Leave out the pictures and repeat the entries below verbatim.

-- Opening Marker --

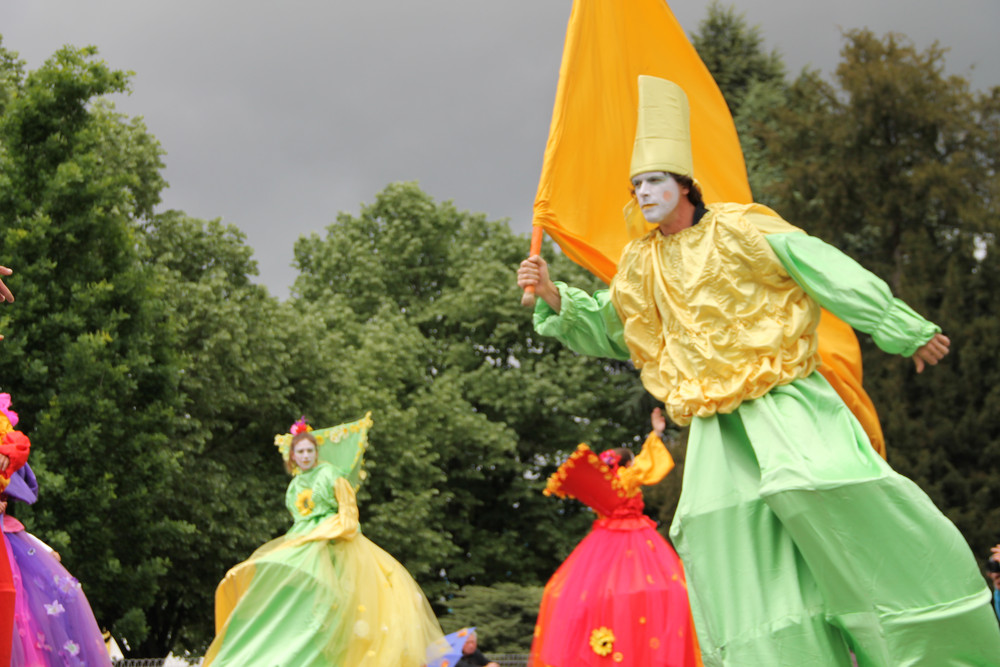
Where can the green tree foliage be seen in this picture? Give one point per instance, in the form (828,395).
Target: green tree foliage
(753,83)
(89,357)
(734,53)
(247,365)
(503,615)
(472,410)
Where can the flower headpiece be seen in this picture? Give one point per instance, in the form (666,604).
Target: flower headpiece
(611,458)
(283,441)
(8,418)
(301,426)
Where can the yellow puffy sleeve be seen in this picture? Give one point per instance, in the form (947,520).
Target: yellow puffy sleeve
(652,464)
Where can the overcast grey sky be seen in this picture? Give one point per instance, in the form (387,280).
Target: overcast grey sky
(277,116)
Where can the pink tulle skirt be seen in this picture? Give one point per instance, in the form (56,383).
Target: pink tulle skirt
(620,598)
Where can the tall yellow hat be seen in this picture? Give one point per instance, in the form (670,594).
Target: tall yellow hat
(663,129)
(662,140)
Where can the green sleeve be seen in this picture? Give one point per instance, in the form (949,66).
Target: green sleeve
(852,293)
(585,324)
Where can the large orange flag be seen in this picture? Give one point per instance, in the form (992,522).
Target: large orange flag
(584,183)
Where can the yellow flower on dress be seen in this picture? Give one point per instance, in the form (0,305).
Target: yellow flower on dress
(602,640)
(304,502)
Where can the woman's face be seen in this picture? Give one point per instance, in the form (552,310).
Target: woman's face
(304,455)
(657,193)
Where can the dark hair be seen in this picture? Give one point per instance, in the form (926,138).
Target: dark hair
(694,192)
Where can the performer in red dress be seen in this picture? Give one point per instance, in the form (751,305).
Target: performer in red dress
(620,598)
(14,448)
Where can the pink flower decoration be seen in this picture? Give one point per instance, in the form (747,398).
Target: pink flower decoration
(5,409)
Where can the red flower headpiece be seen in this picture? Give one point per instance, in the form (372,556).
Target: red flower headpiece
(301,426)
(611,458)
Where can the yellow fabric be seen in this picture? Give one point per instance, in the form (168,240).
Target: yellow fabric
(662,138)
(343,526)
(650,466)
(583,187)
(730,340)
(584,182)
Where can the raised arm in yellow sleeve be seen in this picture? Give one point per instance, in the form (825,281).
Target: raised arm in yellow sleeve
(652,464)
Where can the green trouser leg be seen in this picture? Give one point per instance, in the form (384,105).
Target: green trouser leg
(799,541)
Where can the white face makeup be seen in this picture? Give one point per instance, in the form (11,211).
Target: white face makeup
(657,194)
(304,455)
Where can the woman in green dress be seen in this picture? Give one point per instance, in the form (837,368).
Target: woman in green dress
(322,594)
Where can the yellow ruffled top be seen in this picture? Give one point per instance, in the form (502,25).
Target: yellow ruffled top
(704,336)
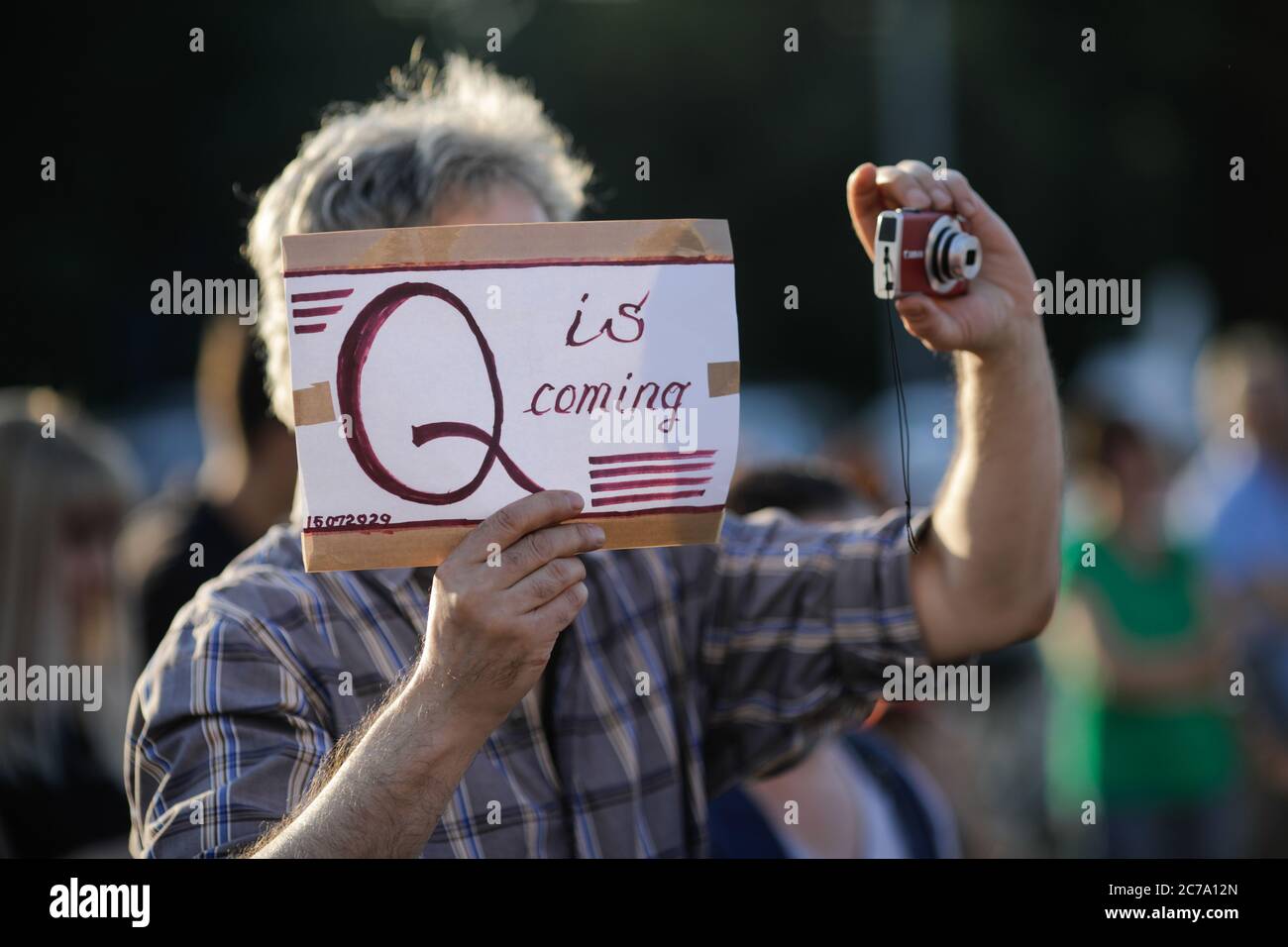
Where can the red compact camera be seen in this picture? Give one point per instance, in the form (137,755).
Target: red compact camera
(922,252)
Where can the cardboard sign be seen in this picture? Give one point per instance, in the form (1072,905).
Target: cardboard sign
(442,372)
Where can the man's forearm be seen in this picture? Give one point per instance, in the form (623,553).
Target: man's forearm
(384,796)
(995,557)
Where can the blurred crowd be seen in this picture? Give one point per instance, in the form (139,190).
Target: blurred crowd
(1149,719)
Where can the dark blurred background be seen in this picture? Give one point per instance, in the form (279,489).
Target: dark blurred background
(1113,162)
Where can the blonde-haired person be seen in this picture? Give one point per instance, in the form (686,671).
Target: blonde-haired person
(64,487)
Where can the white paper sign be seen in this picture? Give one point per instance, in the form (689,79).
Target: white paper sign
(432,392)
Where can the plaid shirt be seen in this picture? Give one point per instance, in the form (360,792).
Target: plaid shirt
(688,671)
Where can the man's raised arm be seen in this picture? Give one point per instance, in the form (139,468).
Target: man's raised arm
(489,634)
(988,571)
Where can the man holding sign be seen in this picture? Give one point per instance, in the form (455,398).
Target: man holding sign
(559,699)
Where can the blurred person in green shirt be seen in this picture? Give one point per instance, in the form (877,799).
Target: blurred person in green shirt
(1137,718)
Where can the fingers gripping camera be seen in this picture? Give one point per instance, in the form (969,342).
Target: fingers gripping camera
(922,252)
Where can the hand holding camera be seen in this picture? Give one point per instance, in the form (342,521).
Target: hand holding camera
(956,272)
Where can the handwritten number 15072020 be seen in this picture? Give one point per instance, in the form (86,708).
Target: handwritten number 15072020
(349,519)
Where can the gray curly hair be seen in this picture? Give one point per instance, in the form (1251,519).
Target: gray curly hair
(437,133)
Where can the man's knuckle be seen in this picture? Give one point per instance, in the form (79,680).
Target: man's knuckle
(541,545)
(503,521)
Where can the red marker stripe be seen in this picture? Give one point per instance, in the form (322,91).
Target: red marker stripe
(671,468)
(658,455)
(644,497)
(322,294)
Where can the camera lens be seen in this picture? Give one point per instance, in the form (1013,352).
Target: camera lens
(951,254)
(961,257)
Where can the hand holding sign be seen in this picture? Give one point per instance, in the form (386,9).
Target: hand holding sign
(493,617)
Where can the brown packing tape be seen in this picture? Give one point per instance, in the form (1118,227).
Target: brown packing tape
(722,377)
(429,545)
(420,247)
(313,405)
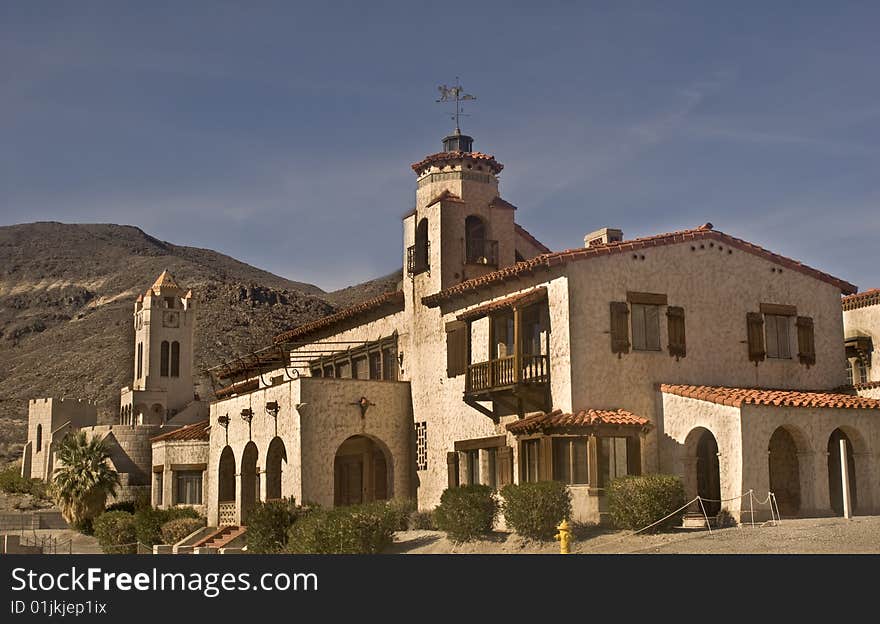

-- Closing Marker --

◆ Your solution:
Where can the green tree foliage be seen in this picture? Give one point per instance, in the form (828,395).
Target: green tree foliage
(753,83)
(89,357)
(734,53)
(247,365)
(503,615)
(472,410)
Where can the flower headpiece be seen in this picture? Give one point per instance, in the form (666,604).
Target: flower headpiece
(611,458)
(283,441)
(8,418)
(301,426)
Where can the yellow puffy sleeve be seen in this picture? Give one point per instance, in the form (947,520).
Target: yellow puffy sleeve
(652,464)
Where can the overcast grey sky be seen in this picture? Give one point per instance, in the form (387,280).
Target: overcast grey sky
(277,116)
Where can the pink tulle skirt be seen in this picture? Give one point per instance, in the form (56,383).
Target: pink tulle skirt
(620,598)
Where can the tall yellow hat be seen in this picture? Give one point per instance, in the form (670,594).
Target: tall yellow hat
(663,129)
(662,140)
Where can the green sleeve be seen in this picture? Give one point per instance, in the form (949,66).
Target: green sleeve
(852,293)
(585,324)
Where can the large orange flag be seen in this picture? Give one point per instance, in the form (992,522).
Target: large orange flag
(584,183)
Where can the yellow flower on dress be seen in this picture? Give one point per instance, in the form (0,305).
Target: yellow flower on dress
(602,640)
(304,502)
Where can the woman's face be seen in this picture? Give one point per instance, in the form (552,310).
Target: woman's face
(304,455)
(657,193)
Where can the dark hair be seen in this picture? Give one point per instance, in the form (926,138).
Target: dark hair
(694,192)
Where can the performer in red dress be seen in this picture? Give one point per instance, in the form (751,305).
Target: performer in red dress
(620,598)
(14,448)
Where can the pink flower decoration be seen in this picture? Give one point per instance, in the form (747,398).
Target: pink flower decoration
(5,409)
Where can the red flower headpiece be seen in this picture? Give one point per instance, in the form (372,556).
Target: red flower headpiece
(301,426)
(611,458)
Where can the yellow fabric be seen in this picture? Give one point per instance, in the form (168,240).
Target: yellow fabric
(662,138)
(343,526)
(650,466)
(583,187)
(730,340)
(584,182)
Where can the raised arm in yellow sleeve be seen in this picture? Give one point per instance, in the form (825,281).
Target: raised arm in yellow sleeve
(652,464)
Where can the green trouser leg be seen in this picture? Give one point per instance, in the form (384,105).
Target: green trouser leg
(799,541)
Where can the white face makeup be seen in this picture? Give one point per instance, in the form (11,211).
Target: white face makeup
(657,194)
(304,455)
Where can the woman in green dress be seen in this picture? Give one point per instance, in the form (837,368).
Target: woman in green dress
(322,594)
Where can the yellow ruffled top be seen in this picture? Give one point per instance, in the form (502,25).
Target: yellow ruffled top
(704,336)
Where can the red compact camera be seen in this picture? Give one point per instance, in the form (137,755).
Target: red compact camera
(922,252)
Where can the cardboard sign be seen in this picture? Give one point per instance, in the form (1072,905).
Target: cardboard sign
(442,372)
Where can the man's forearm be seen in this picture? Give one point per instance, in the form (623,553).
Target: man's forearm
(384,796)
(995,557)
Where can the blurred crowd be seen in this picture? Give one point per instance, in the form (139,190).
Target: blurred crowd
(1149,719)
Where can the dark blurred background be seen in this picture? Give one point per instance, in the form (279,489).
Target: dark blurred background
(1113,162)
Where can the blonde-haired person be seen in this picture? Give one point per instance, in the form (686,671).
Target: blonde-haired person
(64,487)
Where can the white paper sign be seen in this picture? Give one point per instance, in the form (689,79).
Target: white paper sign
(432,392)
Where can the plaid shirt be seen in this picture? Give one point per instance, in the form (360,792).
Target: plaid shirt
(688,671)
Where can the man's raised arm be seen in this picture? Give one point per instance, in the form (139,468).
Target: man's raised arm
(489,634)
(988,571)
Where can the man holding sign be seen in this picture? Give one point per instance, in the form (455,398).
Target: man holding sign
(559,699)
Where can the blurred person in green shirt be seen in this picture? Give one point per instance, in the form (877,799).
Target: blurred person in green shirt
(1137,718)
Where can the fingers gripping camera be seen in this picture? Give one point per instance, in the form (969,342).
Target: fingers gripping camera
(922,252)
Where can the hand holding camera be seen in this picture? Give one point per instance, in the form (342,521).
Target: hand holding camera
(956,272)
Where can the handwritten number 15072020 be seen in this picture? Give one point per instance, in the form (86,708).
Target: handwritten number 15072020
(349,519)
Where can the gray curly hair be seen in this picture? Give one point per instance, in the form (1251,519).
Target: gray curly hair
(437,133)
Where can the man's knuckle be seen in this picture? Give one point per instance, in the form (79,680).
Target: man's knuckle
(541,545)
(503,521)
Where can the red marker stripe be seen in this picture? Give one point per instance, in the form (322,91).
Target: red marker stripe
(671,468)
(658,455)
(644,497)
(322,294)
Where can the camera lens be seen in this picture? Give one point per instance, in the form (1013,352).
Target: camera lens
(951,254)
(961,257)
Where can the hand holding sign be seen in this picture? Give one point per instance, in the form (386,9).
Target: hand holding sign
(493,617)
Where can the brown packing tape be seen in this picture? Give one point per instance, in the form (1118,227).
Target: brown packing tape
(722,377)
(429,545)
(420,247)
(313,405)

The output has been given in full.